Stored items:
- - - -

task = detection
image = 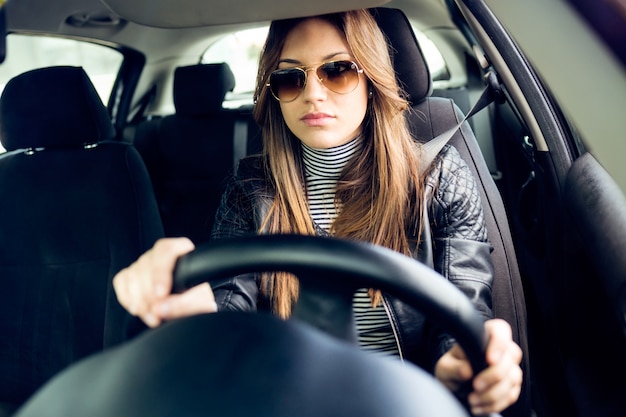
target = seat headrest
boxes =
[174,63,235,116]
[0,66,115,151]
[370,7,432,104]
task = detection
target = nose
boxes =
[302,68,327,101]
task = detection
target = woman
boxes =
[114,10,522,414]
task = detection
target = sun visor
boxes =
[101,0,388,28]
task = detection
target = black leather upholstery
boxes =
[15,312,468,417]
[373,8,530,417]
[0,67,163,404]
[134,63,253,243]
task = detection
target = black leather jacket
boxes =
[212,145,493,370]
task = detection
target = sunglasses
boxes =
[266,61,363,103]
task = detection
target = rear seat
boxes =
[134,63,258,244]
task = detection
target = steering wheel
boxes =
[174,235,487,373]
[14,235,486,417]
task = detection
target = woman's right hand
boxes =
[113,238,217,327]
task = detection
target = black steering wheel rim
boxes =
[173,235,487,373]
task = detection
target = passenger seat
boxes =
[134,63,256,244]
[0,66,163,412]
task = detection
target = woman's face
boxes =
[278,18,368,149]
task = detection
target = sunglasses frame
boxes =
[265,59,363,103]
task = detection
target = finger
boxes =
[113,238,194,320]
[485,319,513,365]
[154,283,217,320]
[139,238,194,299]
[468,367,522,415]
[435,344,473,391]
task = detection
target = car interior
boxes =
[0,0,626,417]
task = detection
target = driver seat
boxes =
[371,7,531,417]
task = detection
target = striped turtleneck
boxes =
[302,136,399,355]
[302,136,361,232]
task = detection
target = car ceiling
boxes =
[5,0,626,190]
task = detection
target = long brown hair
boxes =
[254,10,424,317]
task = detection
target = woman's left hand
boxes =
[435,319,522,415]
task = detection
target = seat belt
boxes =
[421,71,504,171]
[233,117,248,172]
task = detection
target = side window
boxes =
[0,34,124,152]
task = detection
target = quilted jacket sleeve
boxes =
[427,145,493,359]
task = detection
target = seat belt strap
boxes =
[421,71,502,170]
[233,118,248,172]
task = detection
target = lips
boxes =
[300,113,333,126]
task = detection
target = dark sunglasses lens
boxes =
[317,61,359,94]
[270,68,305,101]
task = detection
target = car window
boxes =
[201,27,450,108]
[201,27,268,107]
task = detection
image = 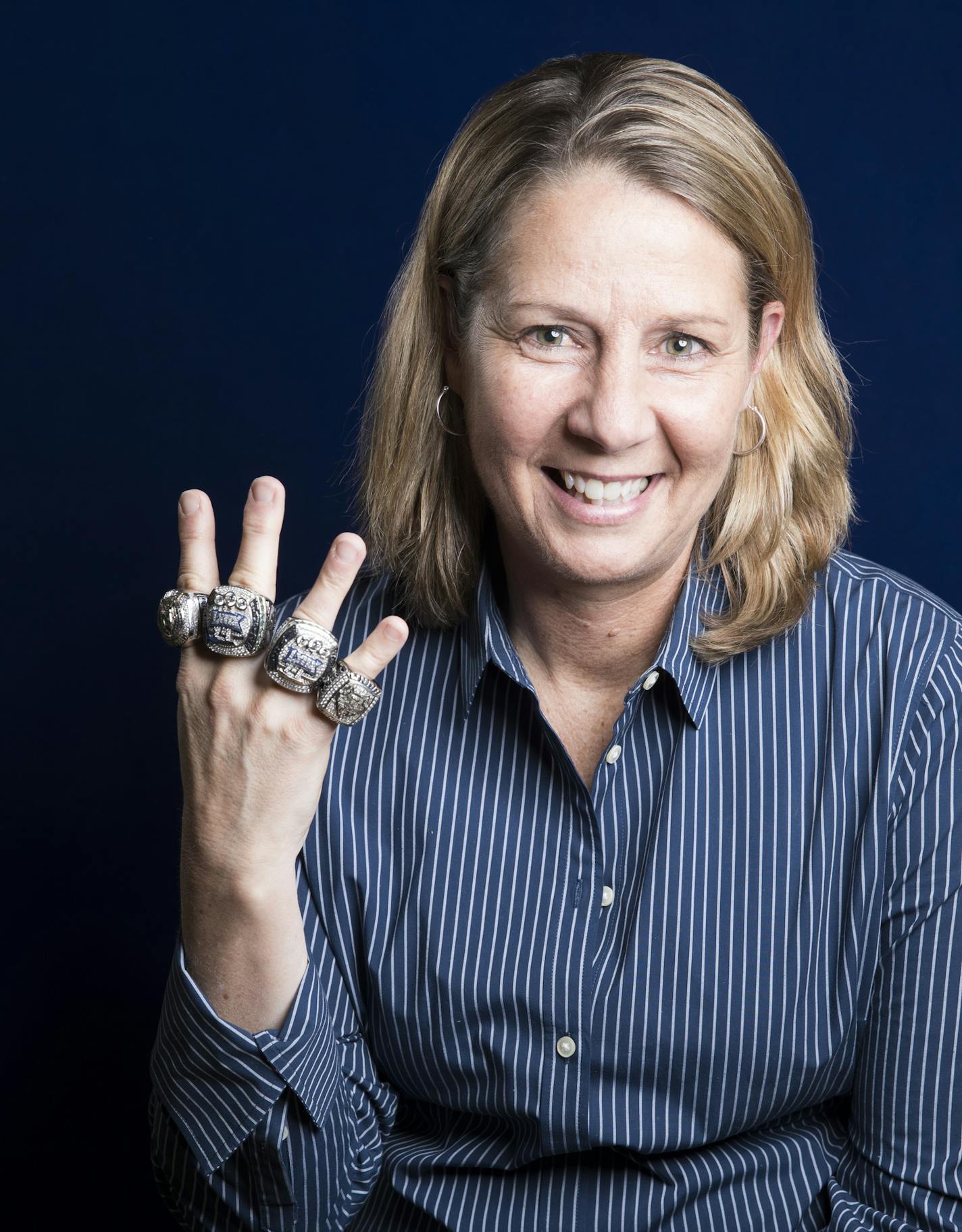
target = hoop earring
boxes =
[435,386,467,436]
[732,404,769,458]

- - - -

• [Aim of the exercise] Starting at the beginning of the data and ending with the line that contains "[265,59,363,103]", replace every "sunglasses" with "eyeglasses" and change nothing else. Omit the pictures from your answer.

• [Response below]
task = detection
image = 
target = seat headrest
boxes =
[174,63,235,116]
[0,66,115,151]
[370,7,432,104]
task = detection
target = nose
boxes =
[302,68,327,101]
task = detection
target = woman
boxes =
[114,10,522,414]
task = detection
target = sun visor
boxes =
[101,0,388,28]
task = detection
target = black leather upholstery
boxes =
[15,312,468,417]
[373,8,530,417]
[0,67,163,404]
[134,63,253,243]
task = detection
target = black leather jacket
boxes =
[212,145,493,370]
task = detection
target = eyeglasses
boxes =
[266,61,363,103]
task = detection
target = rear seat
boxes =
[134,63,258,244]
task = detection
target = steering wheel
boxes =
[174,235,487,373]
[14,235,486,417]
task = detection
target = woman's right hand
boxes =
[113,238,217,327]
task = detection
target = black steering wheel rim
boxes =
[173,235,487,373]
task = detection
target = passenger seat
boxes =
[134,63,256,244]
[0,66,163,412]
task = detection
target = woman's face
boxes =
[278,18,368,149]
task = detection
target = eyeglasses frame
boxes =
[265,59,363,103]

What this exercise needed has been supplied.